== TEXTO CITADO ==
============

Os remendos de uma miscelânea de decretos federais editados no Governo Jair Bolsonaro (10203/2020, 10430/2020, 10588/2020, 10710/2021, 11030/2022) foram incapazes de atrair a esperada segurança jurídica, imprescindível ao objetivo maior da – então – novel legislação: a universalização dos serviços.
O papel das Companhias Estaduais de Saneamento Básico (CESB), necessário a esse objetivo, seguia indevidamente nebuloso, especialmente no que dizia respeito à possibilidade de contratação direta em ambiente regionalizado. Indevidamente, pois houve um grande esforço político, alavancado pelo grande lobby privatista, para ocultar ou ignorar toda uma construção constitucional prévia que resguarda o papel das CESB enquanto executoras das políticas de saneamento dos seus respectivos Estados.
Ainda que prescindível, o Governo Lula voltou os holofotes ao tema com a edição do Decreto 11467, em 5 de abril de 2023, que se somava ao Decreto 11466, este centrado nas metodologias atinentes à comprovação da capacidade econômico-financeira dos prestadores. Em seu art. 2º, inciso I, o Decreto 11467 dispunha que o titular poderia prestar os serviços públicos de saneamento básico diretamente, por meio de órgão de sua administração direta, ou por autarquia, empresa pública ou sociedade de economia mista integrante de sua administração indireta. Já o art. 6º, §§ 16 e 17, reconhecia ainda mais expressamente que na prestação regionalizada (regiões metropolitanas, microrregiões ou aglomerações urbanas), uma vez aprovado pela entidade de governança interfederativa, as entidades integrantes da administração do respectivo Estado poderiam prestar os serviços mediante modalidade que estaria equiparada à prestação direta e condicionada a uma série de formalidades e disposições legais estampadas no parágrafo 17.

============

== CONJUNTO DE DADOS ==
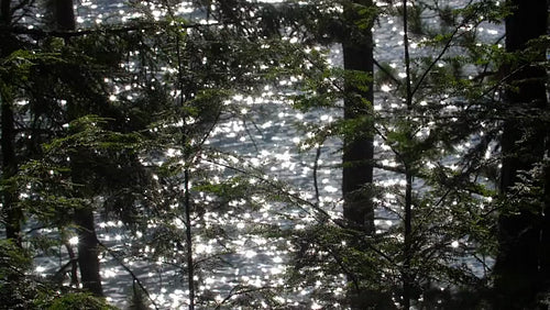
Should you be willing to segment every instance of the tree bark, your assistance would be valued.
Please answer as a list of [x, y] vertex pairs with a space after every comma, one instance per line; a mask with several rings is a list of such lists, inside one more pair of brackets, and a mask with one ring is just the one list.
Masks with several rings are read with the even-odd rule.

============

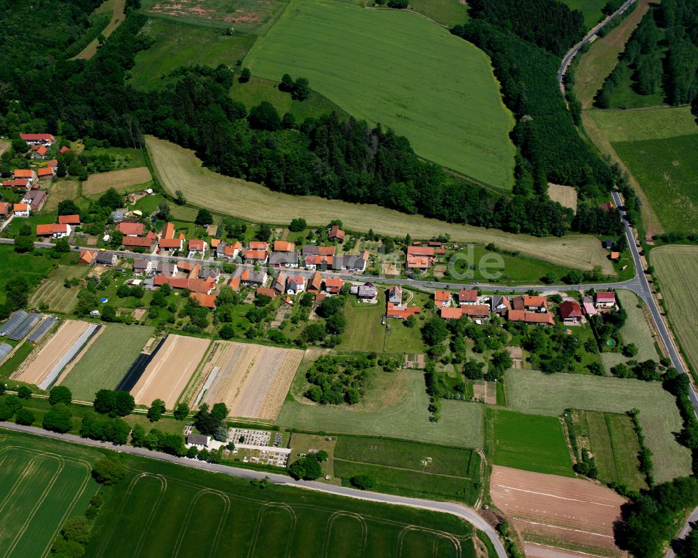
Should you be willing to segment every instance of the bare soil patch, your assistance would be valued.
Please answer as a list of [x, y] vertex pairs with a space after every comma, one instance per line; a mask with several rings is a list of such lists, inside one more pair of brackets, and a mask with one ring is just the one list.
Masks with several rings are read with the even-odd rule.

============

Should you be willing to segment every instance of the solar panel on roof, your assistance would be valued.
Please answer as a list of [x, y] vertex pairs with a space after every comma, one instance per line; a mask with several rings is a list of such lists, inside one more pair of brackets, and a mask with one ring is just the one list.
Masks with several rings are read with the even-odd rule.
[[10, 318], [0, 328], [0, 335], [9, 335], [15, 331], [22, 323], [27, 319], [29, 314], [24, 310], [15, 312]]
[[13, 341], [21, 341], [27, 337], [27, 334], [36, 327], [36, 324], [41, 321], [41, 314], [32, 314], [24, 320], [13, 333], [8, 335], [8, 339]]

============

== INSTRUÇÕES DA TAREFA ==
Passe para o inglês esta frase do texto sobre os decretos de saneamento: "Ainda que prescindível, o Governo Lula voltou os holofotes ao tema com a edição do Decreto 11467, em 5 de abril de 2023, que se somava ao Decreto 11466, este centrado nas metodologias atinentes à comprovação da capacidade econômico-financeira dos prestadores." As linhas não fazem falta aqui.

== RESPOSTA COMPLETA ==
Although unnecessary, the Lula administration turned the spotlight back on the subject by issuing Decree 11467 on April 5, 2023, which added to Decree 11466, the latter focused on the methodologies for proving the economic and financial capacity of the providers.